# Verilen metin
********************
3-GORAN Hareketi: KYB’de yolsuzluklara ve otoriter uygulamalara karşı muhalefet ederek ayrıldı. KYB içindeki en güçlü örgüt Komela’nın lider kadrosunun bir kesimi tarafından kurulan bir hareket. Değişimci bir hareket olarak kuruldu. Noşirvan Mustafa öncülüğünde kuruldu. Ama liderinin niteliği ve geçmiş geleneğinden dolayı otoriter zihniyetten kurtulamadı. Liberal ve değişimci bir hareket olamadı. Her zaman meclis karşısında bir tehdit oldu. Lideri hep meclis dışında kaldı. Vesayet sistemini işletti. KYB’den ayrılmasından sonraki ilk seçimde yüzde 23 oy alarak ikinci parti oldu. KYB’ye büyük bir darbe vurdu. İkinci seçimde oylarının düşeceği öngörülürken, oylarını artırarak seçimden çıktı. Çünkü KYB, Goran Hareketi’nin kendisinden ayrılma nedenleri doğru saptayıp ortadan kaldıramadı. Ama Goran Hareketi de, ileri sürdüğü iddialar kadar umut verici nitelikte olmadı. Liberal ve demokratik değişimlere ve kurumlaşmalara gidemedi. Son şiddet olaylarını desteklemekle meşruiyetini sorgular hale getirdi.

4-Kürdistan Birleşik İslam Partisi: Siyasi İslamcı bir parti ve çoğulculuğa da karşı çıkmayan, demokratik geleneklere bağlı bir parti.

5-Kürdistan İslam Örgütü: Bu örgüt de, siyasi İslamcı bir örgüt..
********************
# Derlenen materyal
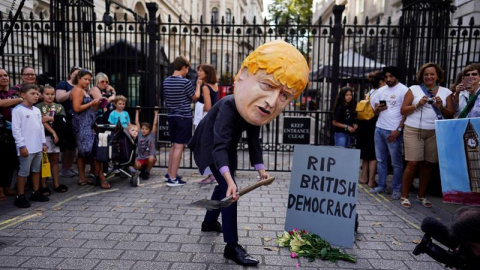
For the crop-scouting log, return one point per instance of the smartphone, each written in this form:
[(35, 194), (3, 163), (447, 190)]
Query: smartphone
[(467, 80)]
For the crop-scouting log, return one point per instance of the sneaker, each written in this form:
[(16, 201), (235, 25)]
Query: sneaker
[(67, 173), (396, 195), (21, 202), (175, 182), (38, 197), (167, 176), (377, 190)]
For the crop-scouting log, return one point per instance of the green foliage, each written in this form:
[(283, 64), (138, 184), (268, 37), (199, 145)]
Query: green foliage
[(291, 10), (311, 246)]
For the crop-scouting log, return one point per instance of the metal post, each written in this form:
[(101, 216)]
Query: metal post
[(148, 98), (337, 33)]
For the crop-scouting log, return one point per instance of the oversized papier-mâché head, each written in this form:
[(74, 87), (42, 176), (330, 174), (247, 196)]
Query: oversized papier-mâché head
[(269, 79)]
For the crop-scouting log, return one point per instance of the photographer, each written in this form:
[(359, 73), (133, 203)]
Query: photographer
[(462, 241), (422, 105)]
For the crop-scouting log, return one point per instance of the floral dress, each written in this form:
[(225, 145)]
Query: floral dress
[(82, 128)]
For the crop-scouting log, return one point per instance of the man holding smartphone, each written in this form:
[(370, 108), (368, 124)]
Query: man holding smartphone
[(466, 101), (388, 132)]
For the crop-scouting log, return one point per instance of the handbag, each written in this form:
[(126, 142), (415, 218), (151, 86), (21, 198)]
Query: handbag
[(45, 166), (364, 109)]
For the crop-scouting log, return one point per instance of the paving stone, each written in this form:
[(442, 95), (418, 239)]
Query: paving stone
[(104, 253), (37, 251), (42, 262), (188, 266), (139, 255), (99, 244), (131, 245), (122, 236), (92, 235), (144, 265), (71, 263), (71, 252), (114, 265), (12, 261)]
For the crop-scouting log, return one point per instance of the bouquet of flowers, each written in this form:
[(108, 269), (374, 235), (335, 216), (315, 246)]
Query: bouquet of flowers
[(312, 246)]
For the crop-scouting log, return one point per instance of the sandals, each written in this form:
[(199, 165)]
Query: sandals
[(84, 183), (45, 191), (405, 202), (104, 184), (426, 203), (208, 180), (61, 189)]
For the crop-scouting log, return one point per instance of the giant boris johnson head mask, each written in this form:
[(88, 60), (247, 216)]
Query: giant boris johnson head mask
[(269, 79)]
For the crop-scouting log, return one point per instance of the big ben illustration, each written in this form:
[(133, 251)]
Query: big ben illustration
[(472, 153)]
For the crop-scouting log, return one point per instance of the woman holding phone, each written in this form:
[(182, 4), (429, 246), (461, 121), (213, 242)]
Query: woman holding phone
[(422, 105), (466, 101)]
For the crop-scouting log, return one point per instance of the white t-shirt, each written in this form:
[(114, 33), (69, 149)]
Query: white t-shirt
[(27, 128), (390, 118), (424, 117)]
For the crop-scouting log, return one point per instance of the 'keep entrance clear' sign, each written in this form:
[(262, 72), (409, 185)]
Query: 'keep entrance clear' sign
[(323, 192)]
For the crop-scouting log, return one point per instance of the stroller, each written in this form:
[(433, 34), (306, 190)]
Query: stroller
[(117, 148)]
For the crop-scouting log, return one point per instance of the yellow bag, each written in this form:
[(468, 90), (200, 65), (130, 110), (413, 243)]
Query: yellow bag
[(45, 166), (364, 109)]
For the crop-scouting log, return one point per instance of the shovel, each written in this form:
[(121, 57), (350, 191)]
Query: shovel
[(214, 204)]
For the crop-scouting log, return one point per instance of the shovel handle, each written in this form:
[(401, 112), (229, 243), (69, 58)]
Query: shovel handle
[(258, 184), (247, 189)]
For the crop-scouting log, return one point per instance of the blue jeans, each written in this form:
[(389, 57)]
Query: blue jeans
[(343, 139), (382, 149)]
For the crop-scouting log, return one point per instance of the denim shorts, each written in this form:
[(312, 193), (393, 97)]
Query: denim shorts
[(31, 163), (180, 129)]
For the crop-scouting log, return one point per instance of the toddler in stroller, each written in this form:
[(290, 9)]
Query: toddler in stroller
[(117, 147)]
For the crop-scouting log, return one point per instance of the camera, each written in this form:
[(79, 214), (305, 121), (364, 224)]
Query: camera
[(458, 252)]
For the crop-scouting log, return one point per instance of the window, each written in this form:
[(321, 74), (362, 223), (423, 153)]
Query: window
[(228, 16), (214, 15), (214, 60)]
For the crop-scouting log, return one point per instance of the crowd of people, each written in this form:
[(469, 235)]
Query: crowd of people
[(404, 124), (63, 120)]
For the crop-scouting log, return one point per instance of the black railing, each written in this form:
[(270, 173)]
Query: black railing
[(136, 53)]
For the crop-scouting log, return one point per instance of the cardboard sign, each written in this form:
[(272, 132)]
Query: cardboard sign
[(323, 192), (459, 155), (296, 130), (163, 135)]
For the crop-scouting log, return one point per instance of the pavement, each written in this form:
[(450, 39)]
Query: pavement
[(150, 227)]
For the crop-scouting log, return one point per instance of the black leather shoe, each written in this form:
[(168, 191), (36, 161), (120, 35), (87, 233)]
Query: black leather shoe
[(239, 256), (209, 227)]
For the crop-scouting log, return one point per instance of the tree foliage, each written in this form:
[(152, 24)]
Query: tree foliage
[(291, 10)]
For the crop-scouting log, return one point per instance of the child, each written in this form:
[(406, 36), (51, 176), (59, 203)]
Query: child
[(146, 145), (119, 113), (28, 131), (49, 110), (344, 119)]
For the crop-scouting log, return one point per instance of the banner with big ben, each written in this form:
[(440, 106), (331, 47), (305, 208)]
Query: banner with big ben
[(459, 159)]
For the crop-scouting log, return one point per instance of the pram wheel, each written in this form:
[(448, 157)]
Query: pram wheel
[(135, 180), (123, 175)]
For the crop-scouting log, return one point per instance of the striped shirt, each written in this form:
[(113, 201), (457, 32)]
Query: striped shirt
[(178, 93)]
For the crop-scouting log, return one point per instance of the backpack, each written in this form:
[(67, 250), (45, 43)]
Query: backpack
[(364, 109)]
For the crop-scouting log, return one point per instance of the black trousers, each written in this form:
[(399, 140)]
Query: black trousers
[(229, 214)]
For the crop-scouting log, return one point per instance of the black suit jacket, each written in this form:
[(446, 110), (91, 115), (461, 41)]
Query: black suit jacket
[(216, 138)]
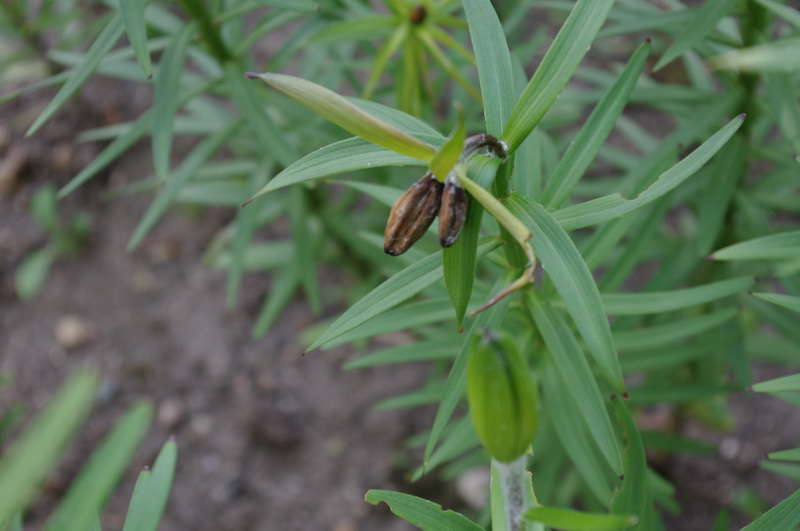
********************
# Yönergeler
**A.** Kürt siyasi partileriyle ilgili metne göre aşağıdaki soruları yanıtlayın:
(i) Goran Hareketi kimin öncülüğünde kuruldu?
(ii) Goran Hareketi KYB'den ayrıldıktan sonraki ilk seçimde yüzde kaç oy aldı?
(iii) Kürdistan Birleşik İslam Partisi hangi geleneklere bağlı bir parti olarak tanımlanıyor?
**B.** Kürt siyasi partileriyle ilgili metinde adı geçen bütün parti, hareket ve örgütleri sıralayın.
**C.** Kürt siyasi partileriyle ilgili metni kaldığı yerden devam ettirin.

# Yanıtlar
**A.**
(i) Noşirvan Mustafa
(ii) Yüzde 23
(iii) Demokratik geleneklere

**B.**
Goran Hareketi
KYB
Komela
Kürdistan Birleşik İslam Partisi
Kürdistan İslam Örgütü

**C.**
Bu partilerin seçimi kazanmalarından sonra, Goran ve KYB birbirlerini gözeterek ilk planda hükümette yer almayacaklarına dair bir tutum gösterdiler. Kürdistan Federe Devlet Başkanı bütün partilerin hükümette yer alması için çaba gösterdi. İyi niyetli ve çözümleyici girişimlerde bulundu. Bu girişimler, başarıyla sonuçlandı. Goran ve KYB de hükümet de yer aldılar.

Oysa KDP’nin Goran ve KYB dışında hükümet kurması için birkaç alternatifi olduğu halde koalisyon kurmayı doğru buldu.

Ortada olan gerçek de KDP dışında hiçbir partinin ülkeyi tek başına yönetme gücünde olmamasıydı.

Meclis Başkanlığı, İkinci ve en fazla oy alan parti olarak GORAN Hareketine verildi. Goran Hareketine önemli bakanlıklar da verildi.

KYB, son seçimden sonra, KDP ile stratejik anlaşmasını ortadan kaldırdığını ifade etti.

                                               *****

Irak’ta Maliki’nin federal devletten uzak zihniyeti, ırkçı-ulusçu tutumuna karşı, haklı olarak Kürdistan’da bağımsız devlet kurulması kararı alındı. Ama aynı zamanda, konfederal bir devlet önermesi içinde de olundu. Bu önermeye göre, federal sistem, Arapların, Kürtlerin ve diğer dini ve etnik toplulukların ihtiyacını karşılayacak bir devlet değildir. “Konfederal Devlet” ihtiyaçlara cevap verecek nitelikte bir devlettir.

2005 yılında,  Kürdistan’da genel seçimlerle birlikte, Kürdistan’ın geleceği konusunda referandum yapıldı. Referandumdan, halkımızın yüzde doksan sekizi bağımsız devletten yana iradesini belirlemişti.

Kürdistan’da, “bağımsız devlet” ve “konfederal devlet” kararı alınmasından sonra, Goran Hareketi ve KYB’de bir kesim, Kürdistan’ın bağımsız devlet olmasına karşı çıktılar. KYB’nin bu ikili tutumunda, liderleri Celal Talabani’nin hastalığı ve etkinliğini kaybetmesinin rolü var. Bunun yanında da her iki kesimde de, İran’la olan ilişkilerin rolü çok büyük.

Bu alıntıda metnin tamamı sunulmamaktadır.